Tras haber asistido a miles de moribundos, un pedido es constante: “Doctor, dígame si voy a morir. Mire, debo hacer tal o cual cosa pendiente”. Algunos deberán pedirle perdón a alguien, otros decirle te amo a quien jamás se atrevieron a confesárselo. Algo es claro: no hay instante más reflexivo que el de la conciencia de la muerte. Con justeza escribió Montaigne: “Los muertos más muertos son los que no piensan en el último viaje”. Es el momento de la últimas decisiones -no sólo en lo afectivo- y no tenemos ningún derecho, nosotros los médicos, a prohibirle ese momento. Es la hora en que cada uno, mensurando lo vivido, puede descifrar su destino. Como médicos no tenemos con el paciente más derechos que los que él nos da en lo que le compete darlos, y arrogarnos otros es ejercer el poder sobre el paciente por mejor intencionados que estemos, aun desprovistos de toda sevicia. Llevados por la buena intención de mejorar algunos parámetros biológicos solemos ejercer a la postre un control tal sobre el paciente que “medicalizamos” su vida, posponiendo sus propios proyectos a nuestros objetivos terapéuticos y allí es cuando “enfermamos curando”.
Cuando ocurre a la inversa, ese momento final, la decatexis de los griegos, no es terrorífico ni doloroso; la muerte tiene lugar en calma, probable paso hacia un mundo y un modo de existencia posterior que el muriente ya ha entrevisto.
Partimos cuando nacemos,
andamos mientras vivimos,
y llegamos
al tiempo que fenecemos;
así que cuando morimos
descansamos.
Jorge Manrique
 Ya no hay nada que hacer”. Típica frase con que nos dirigimos a los familiares de un enfermo cuya muerte es ineluctable. Más bien deberíamos decir: “Ya no hay nada que tratar”, porque en realidad queda todavía mucho por hacer; más aún, es cuando más podemos hacer. Tenemos recursos invalorables: el efecto sanador de nuestra palabra, de nuestras manos y de nuestra presencia.
 Herederos del dualismo cartesiano mente y cuerpo, nos constituimos en plomeros del cuerpo antes que en médicos de la persona; ésta requiere algo más que medicamentos y aparatos, nos necesita a nosotros como persona-médico y en esta relación la palaba manda. Pero ¿qué decirle a un paciente en esas circunstancias? Siempre juntas con un mensaje de esperanza, las palabras serán un bálsamo. Y si a veces éstas no alcanzan, entonces están nuestras manos, esas manos “vencedoras del silencio” como las definía Evaristo Carriego. Razón tenía quien dijo que en terapia intensiva los enfermos a veces se mueren con “hambre de piel”. En nosotros está saciarlos.
Por último, el efecto sanador de nuestra propia presencia permite que el paciente sienta que estamos a su lado, que vibramos en ese encuentro irrepetible de persona-persona, que estamos en su misma sintonía corporal. Entonces, ayudando así a bien morir nos estamos ayudando a bien vivir.

________________________________________

Reproduce sin cambios el fragmento del texto sobre los médicos ante la muerte que va desde "Cuando ocurre a" hasta "descansamos.", este último incluido. Las filas no guardan relación con el texto sobre los médicos ante la muerte.

▶ [DATOS DEL EJERCICIO]
________________________________________

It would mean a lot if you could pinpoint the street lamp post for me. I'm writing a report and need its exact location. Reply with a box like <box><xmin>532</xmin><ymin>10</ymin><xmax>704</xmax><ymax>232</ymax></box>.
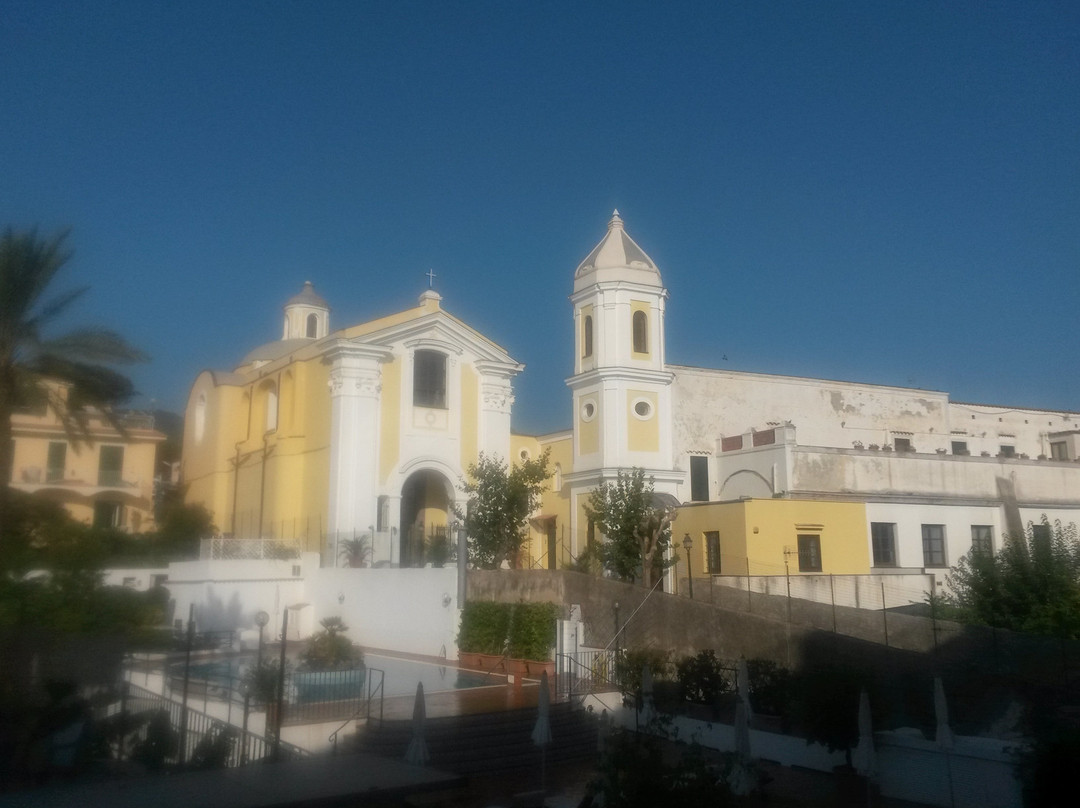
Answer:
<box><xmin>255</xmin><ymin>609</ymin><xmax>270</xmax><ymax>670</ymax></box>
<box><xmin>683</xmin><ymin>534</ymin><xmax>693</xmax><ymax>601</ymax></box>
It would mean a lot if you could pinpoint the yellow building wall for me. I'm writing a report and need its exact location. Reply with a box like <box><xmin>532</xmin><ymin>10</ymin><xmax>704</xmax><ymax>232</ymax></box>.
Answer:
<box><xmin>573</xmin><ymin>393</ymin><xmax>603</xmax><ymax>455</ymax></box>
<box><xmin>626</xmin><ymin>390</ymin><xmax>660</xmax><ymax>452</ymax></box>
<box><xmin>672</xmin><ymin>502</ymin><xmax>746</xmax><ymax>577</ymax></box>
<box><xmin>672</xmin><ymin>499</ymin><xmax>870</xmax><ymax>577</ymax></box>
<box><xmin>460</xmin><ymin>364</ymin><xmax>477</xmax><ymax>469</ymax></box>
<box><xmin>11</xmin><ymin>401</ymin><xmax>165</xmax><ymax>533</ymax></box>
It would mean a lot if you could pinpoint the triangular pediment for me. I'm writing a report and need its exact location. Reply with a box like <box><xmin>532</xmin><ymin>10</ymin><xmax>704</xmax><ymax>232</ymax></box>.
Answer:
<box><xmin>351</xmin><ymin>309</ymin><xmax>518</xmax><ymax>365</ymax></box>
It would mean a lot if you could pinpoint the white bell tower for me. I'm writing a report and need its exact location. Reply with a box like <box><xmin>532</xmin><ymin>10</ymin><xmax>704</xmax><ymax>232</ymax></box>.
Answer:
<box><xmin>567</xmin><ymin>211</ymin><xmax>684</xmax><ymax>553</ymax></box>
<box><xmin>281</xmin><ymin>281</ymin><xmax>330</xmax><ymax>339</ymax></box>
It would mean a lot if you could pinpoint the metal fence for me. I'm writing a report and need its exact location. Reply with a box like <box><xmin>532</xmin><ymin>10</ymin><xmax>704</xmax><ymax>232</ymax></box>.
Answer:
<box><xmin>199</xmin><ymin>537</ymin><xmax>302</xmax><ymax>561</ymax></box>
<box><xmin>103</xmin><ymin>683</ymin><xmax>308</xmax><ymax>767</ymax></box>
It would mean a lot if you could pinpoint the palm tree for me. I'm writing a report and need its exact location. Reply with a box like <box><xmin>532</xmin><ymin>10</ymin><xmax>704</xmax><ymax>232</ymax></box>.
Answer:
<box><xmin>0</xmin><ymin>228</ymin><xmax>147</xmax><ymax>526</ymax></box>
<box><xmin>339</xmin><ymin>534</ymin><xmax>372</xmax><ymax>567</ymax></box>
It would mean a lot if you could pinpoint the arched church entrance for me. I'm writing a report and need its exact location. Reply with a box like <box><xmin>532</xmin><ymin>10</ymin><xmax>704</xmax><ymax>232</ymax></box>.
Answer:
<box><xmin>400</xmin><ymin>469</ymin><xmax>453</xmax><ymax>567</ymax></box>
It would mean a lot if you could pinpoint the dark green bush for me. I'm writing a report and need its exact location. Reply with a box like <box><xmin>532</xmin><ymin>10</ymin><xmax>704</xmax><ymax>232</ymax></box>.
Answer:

________________________________________

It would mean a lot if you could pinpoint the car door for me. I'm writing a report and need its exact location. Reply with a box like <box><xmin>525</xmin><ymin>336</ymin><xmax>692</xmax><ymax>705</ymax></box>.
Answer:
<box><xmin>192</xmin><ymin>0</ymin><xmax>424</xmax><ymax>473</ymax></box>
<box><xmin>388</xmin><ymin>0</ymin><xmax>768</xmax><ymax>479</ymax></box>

________________________________________

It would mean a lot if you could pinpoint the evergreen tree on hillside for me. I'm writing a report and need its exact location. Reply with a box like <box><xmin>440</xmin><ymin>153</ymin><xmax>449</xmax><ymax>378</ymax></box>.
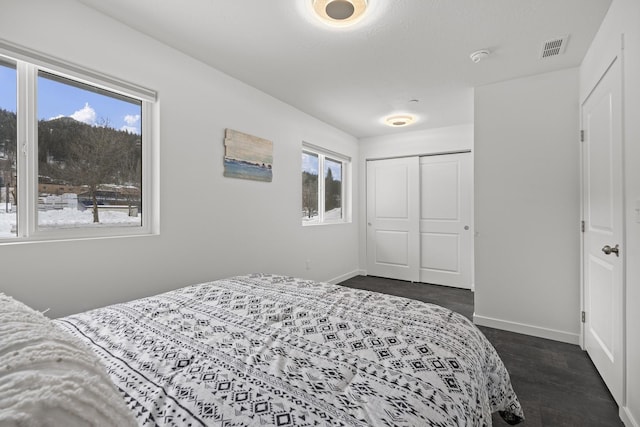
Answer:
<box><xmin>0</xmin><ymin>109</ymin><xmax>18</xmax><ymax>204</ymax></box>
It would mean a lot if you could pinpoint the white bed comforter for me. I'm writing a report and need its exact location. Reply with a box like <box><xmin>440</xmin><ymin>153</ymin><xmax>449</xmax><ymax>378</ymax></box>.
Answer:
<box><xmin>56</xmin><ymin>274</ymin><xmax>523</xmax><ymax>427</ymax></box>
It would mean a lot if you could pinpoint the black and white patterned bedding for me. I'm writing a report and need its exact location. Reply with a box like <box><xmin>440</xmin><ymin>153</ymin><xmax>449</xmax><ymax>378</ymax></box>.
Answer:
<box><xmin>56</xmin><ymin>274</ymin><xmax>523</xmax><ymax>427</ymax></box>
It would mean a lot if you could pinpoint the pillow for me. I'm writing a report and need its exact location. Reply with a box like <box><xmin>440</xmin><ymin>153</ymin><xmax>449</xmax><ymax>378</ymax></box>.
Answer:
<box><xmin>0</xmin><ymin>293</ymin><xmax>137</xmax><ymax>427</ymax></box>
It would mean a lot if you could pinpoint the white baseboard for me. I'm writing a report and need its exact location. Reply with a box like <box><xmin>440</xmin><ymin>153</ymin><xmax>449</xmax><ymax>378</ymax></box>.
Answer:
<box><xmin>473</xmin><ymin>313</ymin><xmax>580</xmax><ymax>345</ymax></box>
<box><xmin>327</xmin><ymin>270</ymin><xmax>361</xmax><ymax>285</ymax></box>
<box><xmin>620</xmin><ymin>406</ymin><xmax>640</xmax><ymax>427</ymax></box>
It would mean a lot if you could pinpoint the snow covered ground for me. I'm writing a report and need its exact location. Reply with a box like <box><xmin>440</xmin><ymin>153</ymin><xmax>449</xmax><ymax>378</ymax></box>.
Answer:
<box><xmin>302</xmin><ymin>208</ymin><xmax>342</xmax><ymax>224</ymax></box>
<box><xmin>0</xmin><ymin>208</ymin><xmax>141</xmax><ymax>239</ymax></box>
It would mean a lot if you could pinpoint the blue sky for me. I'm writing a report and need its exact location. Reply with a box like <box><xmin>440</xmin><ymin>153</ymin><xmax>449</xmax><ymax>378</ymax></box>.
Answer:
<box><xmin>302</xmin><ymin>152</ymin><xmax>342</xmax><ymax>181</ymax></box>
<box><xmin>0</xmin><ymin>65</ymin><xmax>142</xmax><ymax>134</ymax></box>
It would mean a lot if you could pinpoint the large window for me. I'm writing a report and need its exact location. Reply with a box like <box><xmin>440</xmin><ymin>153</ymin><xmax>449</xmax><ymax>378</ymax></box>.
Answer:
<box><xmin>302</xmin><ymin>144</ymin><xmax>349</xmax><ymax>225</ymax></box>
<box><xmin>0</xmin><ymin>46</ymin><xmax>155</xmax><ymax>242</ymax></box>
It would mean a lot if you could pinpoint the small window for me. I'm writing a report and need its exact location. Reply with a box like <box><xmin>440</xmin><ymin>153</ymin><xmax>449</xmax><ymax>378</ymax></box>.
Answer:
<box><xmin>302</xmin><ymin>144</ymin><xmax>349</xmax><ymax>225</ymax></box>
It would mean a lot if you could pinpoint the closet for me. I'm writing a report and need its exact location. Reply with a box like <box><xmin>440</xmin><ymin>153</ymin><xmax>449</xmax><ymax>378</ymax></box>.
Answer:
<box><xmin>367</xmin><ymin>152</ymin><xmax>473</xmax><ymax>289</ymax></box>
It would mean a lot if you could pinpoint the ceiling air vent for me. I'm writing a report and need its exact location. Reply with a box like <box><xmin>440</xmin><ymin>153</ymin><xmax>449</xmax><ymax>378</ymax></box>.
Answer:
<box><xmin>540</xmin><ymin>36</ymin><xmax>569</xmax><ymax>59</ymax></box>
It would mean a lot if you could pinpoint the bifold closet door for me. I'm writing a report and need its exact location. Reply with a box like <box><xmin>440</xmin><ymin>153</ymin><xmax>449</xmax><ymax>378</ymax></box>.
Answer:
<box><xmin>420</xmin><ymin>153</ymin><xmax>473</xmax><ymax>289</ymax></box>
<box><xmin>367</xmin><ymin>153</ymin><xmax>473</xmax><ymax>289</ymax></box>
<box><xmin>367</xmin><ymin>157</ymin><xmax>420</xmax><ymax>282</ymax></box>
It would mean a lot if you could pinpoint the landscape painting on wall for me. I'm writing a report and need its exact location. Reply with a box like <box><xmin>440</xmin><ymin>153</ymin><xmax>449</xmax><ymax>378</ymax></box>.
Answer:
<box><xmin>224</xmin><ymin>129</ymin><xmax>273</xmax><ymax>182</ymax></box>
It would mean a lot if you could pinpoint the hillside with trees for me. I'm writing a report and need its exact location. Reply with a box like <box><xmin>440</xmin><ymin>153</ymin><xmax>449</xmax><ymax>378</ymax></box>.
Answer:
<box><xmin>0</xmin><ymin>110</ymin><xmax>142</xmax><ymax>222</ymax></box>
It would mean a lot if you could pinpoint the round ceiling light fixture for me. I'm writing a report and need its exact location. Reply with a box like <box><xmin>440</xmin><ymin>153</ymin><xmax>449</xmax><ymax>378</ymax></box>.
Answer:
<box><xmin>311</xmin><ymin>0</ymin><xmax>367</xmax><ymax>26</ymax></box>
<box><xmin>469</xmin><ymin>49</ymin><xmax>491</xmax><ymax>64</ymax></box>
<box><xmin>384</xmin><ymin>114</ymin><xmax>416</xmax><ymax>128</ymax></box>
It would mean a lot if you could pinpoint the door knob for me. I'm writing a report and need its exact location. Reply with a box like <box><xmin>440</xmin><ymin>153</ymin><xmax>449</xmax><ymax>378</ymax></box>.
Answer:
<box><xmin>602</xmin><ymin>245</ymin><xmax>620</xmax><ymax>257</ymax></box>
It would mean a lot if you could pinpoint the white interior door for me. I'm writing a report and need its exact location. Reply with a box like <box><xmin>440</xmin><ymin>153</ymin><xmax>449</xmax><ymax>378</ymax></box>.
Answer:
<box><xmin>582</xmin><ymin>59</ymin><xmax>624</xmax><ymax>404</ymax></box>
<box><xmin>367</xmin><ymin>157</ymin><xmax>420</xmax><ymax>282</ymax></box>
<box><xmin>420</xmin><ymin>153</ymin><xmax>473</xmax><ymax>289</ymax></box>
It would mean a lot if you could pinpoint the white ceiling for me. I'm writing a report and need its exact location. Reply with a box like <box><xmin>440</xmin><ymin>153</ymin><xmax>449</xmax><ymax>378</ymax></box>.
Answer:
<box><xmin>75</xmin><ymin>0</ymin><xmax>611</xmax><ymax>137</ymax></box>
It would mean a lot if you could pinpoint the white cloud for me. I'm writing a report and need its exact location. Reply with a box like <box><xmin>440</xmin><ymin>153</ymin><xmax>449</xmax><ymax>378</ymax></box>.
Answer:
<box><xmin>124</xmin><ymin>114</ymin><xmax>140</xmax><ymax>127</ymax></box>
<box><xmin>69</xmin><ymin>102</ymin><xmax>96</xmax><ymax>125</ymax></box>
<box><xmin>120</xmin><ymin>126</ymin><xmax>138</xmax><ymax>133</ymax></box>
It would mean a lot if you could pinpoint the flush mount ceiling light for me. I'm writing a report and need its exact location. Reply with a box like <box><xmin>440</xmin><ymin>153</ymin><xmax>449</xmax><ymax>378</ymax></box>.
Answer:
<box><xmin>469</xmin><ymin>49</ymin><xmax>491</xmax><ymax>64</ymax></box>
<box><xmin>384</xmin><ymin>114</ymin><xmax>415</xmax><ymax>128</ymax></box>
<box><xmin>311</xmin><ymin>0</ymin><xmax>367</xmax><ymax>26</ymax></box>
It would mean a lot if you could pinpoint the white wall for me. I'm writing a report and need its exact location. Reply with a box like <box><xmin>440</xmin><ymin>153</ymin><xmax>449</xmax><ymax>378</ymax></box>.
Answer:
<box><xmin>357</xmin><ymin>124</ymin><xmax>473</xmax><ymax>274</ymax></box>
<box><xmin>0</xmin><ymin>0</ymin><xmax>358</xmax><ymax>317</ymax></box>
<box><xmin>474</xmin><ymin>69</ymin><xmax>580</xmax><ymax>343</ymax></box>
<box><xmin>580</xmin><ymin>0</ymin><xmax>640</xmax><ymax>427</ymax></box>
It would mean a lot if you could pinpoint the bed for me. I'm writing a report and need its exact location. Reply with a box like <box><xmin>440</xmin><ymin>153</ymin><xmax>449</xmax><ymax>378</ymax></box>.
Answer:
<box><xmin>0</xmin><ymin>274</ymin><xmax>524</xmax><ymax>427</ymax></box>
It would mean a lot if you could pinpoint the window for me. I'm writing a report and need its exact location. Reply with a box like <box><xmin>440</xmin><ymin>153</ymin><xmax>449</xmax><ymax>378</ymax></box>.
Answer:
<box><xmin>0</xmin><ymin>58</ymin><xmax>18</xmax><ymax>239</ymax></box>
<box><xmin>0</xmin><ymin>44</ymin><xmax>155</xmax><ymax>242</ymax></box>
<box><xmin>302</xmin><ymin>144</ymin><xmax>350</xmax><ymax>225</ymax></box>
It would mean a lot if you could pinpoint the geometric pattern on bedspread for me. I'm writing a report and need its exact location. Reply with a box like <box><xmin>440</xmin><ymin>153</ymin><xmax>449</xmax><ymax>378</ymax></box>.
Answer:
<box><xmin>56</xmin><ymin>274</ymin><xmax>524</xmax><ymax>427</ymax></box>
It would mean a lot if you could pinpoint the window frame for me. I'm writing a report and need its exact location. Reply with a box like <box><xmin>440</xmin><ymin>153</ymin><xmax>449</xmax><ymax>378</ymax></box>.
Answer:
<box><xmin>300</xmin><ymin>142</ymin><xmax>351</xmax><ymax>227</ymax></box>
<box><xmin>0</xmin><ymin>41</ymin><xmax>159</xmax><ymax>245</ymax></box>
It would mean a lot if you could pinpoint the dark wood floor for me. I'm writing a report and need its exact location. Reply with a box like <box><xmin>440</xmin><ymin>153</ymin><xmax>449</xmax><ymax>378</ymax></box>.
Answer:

________________________________________

▶ [RESPUESTA]
Cuando ocurre a la inversa, ese momento final, la decatexis de los griegos, no es terrorífico ni doloroso; la muerte tiene lugar en calma, probable paso hacia un mundo y un modo de existencia posterior que el muriente ya ha entrevisto.
Partimos cuando nacemos,
andamos mientras vivimos,
y llegamos
al tiempo que fenecemos;
así que cuando morimos
descansamos.